◆ EXERCISE BRIEF
Write out each line of the material again, word for word.

* begin DATA FOR THE TASK *

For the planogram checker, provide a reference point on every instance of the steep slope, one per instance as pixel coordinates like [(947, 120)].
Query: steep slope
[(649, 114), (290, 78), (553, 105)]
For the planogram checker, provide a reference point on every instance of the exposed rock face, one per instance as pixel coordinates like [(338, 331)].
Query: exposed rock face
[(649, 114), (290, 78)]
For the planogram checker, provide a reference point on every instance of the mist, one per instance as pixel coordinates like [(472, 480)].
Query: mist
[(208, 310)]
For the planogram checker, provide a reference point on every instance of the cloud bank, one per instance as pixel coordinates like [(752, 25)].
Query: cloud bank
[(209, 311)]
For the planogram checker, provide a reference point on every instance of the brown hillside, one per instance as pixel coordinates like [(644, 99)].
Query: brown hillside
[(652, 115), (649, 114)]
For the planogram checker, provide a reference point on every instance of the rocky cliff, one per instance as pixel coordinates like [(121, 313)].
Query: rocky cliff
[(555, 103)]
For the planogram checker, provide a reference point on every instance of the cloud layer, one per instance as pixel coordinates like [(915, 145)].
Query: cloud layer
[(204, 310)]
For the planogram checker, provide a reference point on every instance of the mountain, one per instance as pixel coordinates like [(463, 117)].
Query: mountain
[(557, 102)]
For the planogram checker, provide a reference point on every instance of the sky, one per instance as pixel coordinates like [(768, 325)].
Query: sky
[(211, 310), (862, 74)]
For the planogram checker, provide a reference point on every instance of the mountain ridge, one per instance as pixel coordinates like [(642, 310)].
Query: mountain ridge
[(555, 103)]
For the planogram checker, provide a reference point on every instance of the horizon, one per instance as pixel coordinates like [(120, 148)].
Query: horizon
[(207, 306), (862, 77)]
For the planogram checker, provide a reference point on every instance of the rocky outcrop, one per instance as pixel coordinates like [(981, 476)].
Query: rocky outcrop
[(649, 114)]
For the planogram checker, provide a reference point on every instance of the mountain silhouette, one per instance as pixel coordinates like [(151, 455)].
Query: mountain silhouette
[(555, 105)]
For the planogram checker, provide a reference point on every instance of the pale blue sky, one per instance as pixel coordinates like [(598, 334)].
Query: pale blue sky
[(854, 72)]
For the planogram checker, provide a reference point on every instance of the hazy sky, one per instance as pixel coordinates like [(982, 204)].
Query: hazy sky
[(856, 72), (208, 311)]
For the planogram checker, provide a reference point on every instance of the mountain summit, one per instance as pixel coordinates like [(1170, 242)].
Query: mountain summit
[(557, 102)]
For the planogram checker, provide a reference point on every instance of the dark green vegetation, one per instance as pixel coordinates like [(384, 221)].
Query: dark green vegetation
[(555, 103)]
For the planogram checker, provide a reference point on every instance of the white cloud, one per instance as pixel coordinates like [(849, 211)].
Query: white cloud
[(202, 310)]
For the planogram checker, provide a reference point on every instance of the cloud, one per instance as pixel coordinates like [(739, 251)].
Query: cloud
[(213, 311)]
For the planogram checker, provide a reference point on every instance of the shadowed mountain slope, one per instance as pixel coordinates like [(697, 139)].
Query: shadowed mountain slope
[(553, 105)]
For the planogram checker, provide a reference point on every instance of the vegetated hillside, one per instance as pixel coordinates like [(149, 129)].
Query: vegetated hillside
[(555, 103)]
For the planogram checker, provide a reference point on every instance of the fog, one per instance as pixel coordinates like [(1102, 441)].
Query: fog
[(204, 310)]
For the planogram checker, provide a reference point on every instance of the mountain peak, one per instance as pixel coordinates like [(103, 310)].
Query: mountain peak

* end DATA FOR THE TASK *

◆ TASK RESULT
For the planogram checker, provide a reference point on every instance of the steep slope, one per instance as pixel coordinates like [(947, 120)].
Query: steep slope
[(649, 114), (290, 78), (553, 105)]
For the planogram checker, provide a reference point on every instance of the exposed rock face, one per instance as pixel coordinates like [(338, 331)].
Query: exposed rock face
[(649, 114), (290, 78)]
For the planogram checker, provide a reference point on every instance of the mist, one per instance as pixel coordinates like [(472, 480)].
Query: mist
[(208, 310)]
For the planogram checker, provide a reference point on every instance of the cloud bank, one per instance as pixel coordinates like [(752, 25)].
Query: cloud bank
[(209, 311)]
For the planogram checker, provide a reference point on every instance of the brown hillside, one per instance as pixel coordinates like [(644, 99)].
Query: brown hillside
[(652, 115), (649, 114)]
For the planogram checker, provide a reference point on every instance of the rocky cliff, one per instance as pixel coordinates like [(121, 313)].
Query: rocky cliff
[(555, 103)]
For the planogram checker, provide a reference point on every instance of the cloud layer, one per instance as pixel coordinates like [(915, 145)].
Query: cloud layer
[(204, 310)]
For the planogram checker, provide a reference point on every instance of the mountain, one per instance as pixel coordinates like [(463, 117)].
Query: mountain
[(557, 102)]
For the planogram checker, provide a reference point on every instance of the sky, one per instance as pixel coordinates like [(768, 325)].
Query: sky
[(211, 310), (862, 74)]
For the planogram checker, provide a reference point on every instance of the mountain ridge, one per instance as pixel coordinates like [(642, 310)].
Query: mountain ridge
[(555, 103)]
For the planogram checker, provide a reference point on every instance of the horizon, one per instance as pixel coordinates like [(120, 148)].
Query: horizon
[(207, 306), (862, 77)]
For the planogram checker, provide a reference point on every instance of the rocky outcrop, one per instance as pixel coordinates like [(981, 476)].
Query: rocky outcrop
[(649, 114)]
For the planogram checker, provide a reference point on every instance of the mountain silhouette, one per instance as pixel coordinates like [(151, 455)].
Query: mountain silhouette
[(555, 105)]
For the planogram checker, provide a reference point on every instance of the pale blue sky, one per instance as pixel coordinates like [(598, 334)].
Query: pale blue sky
[(854, 72)]
For the planogram checker, provide a reference point on every instance of the hazy sky, one per instance as pixel coordinates like [(982, 204)].
Query: hazy sky
[(856, 72), (208, 311)]
For the planogram checker, provide a reference point on every instance of the mountain summit, one per instance as pixel coordinates like [(1170, 242)].
Query: mountain summit
[(557, 102)]
For the planogram checker, provide a reference point on every instance of the dark green vegetation, one per instance as pixel coordinates like [(384, 221)].
Query: dark green vegetation
[(555, 103)]
For the planogram checker, provide a reference point on every instance of the white cloud, one per instance as pixel coordinates like [(849, 211)].
Query: white cloud
[(202, 310)]
For the planogram checker, provide a reference point on every instance of the cloud, one per instance as pixel coordinates like [(739, 251)].
Query: cloud
[(213, 311)]
For the planogram checker, provide a reference point on every instance of the shadowed mountain slope, one per instance as pixel coordinates like [(697, 139)].
Query: shadowed mountain slope
[(553, 105)]
For the planogram checker, provide a reference point on every instance of the vegetated hillside, one per instance as pixel coordinates like [(149, 129)].
Query: vegetated hillside
[(555, 103)]
For the planogram checker, provide a reference point on every instance of the fog, one per instance as pixel coordinates like [(1102, 441)].
Query: fog
[(204, 310)]
For the planogram checker, provide a reference point on every instance of the mountain peak, one per instance as pixel coordinates like [(103, 310)].
Query: mountain peak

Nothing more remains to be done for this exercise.